■ **TASK GOAL**: One number is all that is asked for: the number of lines below that hold the string "window".

■ **DATA PROVIDED**:
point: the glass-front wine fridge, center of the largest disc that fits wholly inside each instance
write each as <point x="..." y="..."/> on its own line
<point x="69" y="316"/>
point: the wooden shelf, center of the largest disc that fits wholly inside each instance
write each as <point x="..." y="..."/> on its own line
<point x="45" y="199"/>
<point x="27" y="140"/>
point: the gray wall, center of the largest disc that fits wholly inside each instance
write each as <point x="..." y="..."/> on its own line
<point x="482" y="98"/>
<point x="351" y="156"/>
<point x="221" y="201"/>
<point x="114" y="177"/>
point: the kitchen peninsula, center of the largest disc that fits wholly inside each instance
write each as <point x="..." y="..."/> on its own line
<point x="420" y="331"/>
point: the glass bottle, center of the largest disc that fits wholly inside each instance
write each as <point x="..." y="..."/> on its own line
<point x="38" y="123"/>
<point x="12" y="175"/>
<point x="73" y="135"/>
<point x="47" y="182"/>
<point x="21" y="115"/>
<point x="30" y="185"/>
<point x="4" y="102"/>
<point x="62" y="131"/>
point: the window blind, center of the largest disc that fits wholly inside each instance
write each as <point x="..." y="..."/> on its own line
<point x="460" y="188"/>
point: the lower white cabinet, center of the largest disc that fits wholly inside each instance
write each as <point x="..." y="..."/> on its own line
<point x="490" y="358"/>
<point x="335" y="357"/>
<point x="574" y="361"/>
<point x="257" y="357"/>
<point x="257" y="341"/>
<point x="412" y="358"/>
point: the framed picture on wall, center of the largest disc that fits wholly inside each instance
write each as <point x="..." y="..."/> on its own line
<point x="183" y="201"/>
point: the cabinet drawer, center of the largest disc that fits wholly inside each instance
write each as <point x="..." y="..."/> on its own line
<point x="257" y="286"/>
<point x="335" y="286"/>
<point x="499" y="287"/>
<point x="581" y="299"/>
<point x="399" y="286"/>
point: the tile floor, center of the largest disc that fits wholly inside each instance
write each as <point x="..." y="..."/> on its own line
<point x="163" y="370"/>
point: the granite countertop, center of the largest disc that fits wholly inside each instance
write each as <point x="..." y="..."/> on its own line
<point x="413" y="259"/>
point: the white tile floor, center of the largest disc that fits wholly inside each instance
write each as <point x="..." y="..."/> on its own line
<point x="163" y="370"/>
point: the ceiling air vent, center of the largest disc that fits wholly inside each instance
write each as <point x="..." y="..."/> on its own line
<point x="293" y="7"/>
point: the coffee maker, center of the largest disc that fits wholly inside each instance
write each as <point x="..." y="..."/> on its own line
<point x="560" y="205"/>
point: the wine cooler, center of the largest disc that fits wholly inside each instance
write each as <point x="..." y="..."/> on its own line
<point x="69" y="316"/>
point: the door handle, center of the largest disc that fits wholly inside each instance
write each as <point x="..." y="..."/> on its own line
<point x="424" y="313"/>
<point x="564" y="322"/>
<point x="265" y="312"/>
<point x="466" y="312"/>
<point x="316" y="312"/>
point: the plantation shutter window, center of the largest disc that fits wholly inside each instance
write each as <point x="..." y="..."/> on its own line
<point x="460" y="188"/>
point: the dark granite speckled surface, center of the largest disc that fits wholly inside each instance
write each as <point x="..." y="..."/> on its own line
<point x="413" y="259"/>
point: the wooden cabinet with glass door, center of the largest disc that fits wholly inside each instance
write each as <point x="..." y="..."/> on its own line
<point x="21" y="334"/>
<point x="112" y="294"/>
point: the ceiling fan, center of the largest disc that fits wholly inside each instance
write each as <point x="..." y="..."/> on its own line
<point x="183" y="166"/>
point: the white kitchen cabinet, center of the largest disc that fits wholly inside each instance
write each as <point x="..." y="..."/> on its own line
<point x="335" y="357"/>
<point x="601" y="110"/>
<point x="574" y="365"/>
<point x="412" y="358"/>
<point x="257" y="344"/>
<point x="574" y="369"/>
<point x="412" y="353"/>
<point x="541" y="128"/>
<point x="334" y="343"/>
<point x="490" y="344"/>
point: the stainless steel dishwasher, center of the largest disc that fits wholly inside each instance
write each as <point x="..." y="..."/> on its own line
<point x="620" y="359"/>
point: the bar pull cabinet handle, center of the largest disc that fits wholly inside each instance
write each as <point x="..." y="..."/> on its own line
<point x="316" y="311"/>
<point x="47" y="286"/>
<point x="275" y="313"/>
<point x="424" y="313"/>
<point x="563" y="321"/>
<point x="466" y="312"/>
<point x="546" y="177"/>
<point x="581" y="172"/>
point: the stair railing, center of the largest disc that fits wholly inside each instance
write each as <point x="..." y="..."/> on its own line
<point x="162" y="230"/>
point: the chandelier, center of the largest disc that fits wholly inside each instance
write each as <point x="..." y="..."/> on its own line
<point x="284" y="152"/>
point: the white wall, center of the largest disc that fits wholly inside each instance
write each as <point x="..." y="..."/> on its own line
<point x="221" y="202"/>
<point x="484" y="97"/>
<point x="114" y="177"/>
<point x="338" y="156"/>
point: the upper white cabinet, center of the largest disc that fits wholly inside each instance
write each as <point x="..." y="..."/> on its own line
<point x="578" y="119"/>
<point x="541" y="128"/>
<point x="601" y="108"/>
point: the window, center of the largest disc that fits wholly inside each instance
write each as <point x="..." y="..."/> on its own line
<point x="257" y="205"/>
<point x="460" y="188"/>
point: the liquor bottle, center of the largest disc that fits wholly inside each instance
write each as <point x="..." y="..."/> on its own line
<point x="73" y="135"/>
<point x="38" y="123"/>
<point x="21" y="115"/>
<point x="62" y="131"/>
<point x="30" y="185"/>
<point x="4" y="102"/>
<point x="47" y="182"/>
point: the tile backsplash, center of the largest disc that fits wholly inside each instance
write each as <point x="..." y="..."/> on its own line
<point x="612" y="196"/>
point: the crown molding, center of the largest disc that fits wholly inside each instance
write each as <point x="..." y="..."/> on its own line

■ **SOLUTION TO THIS TASK**: 3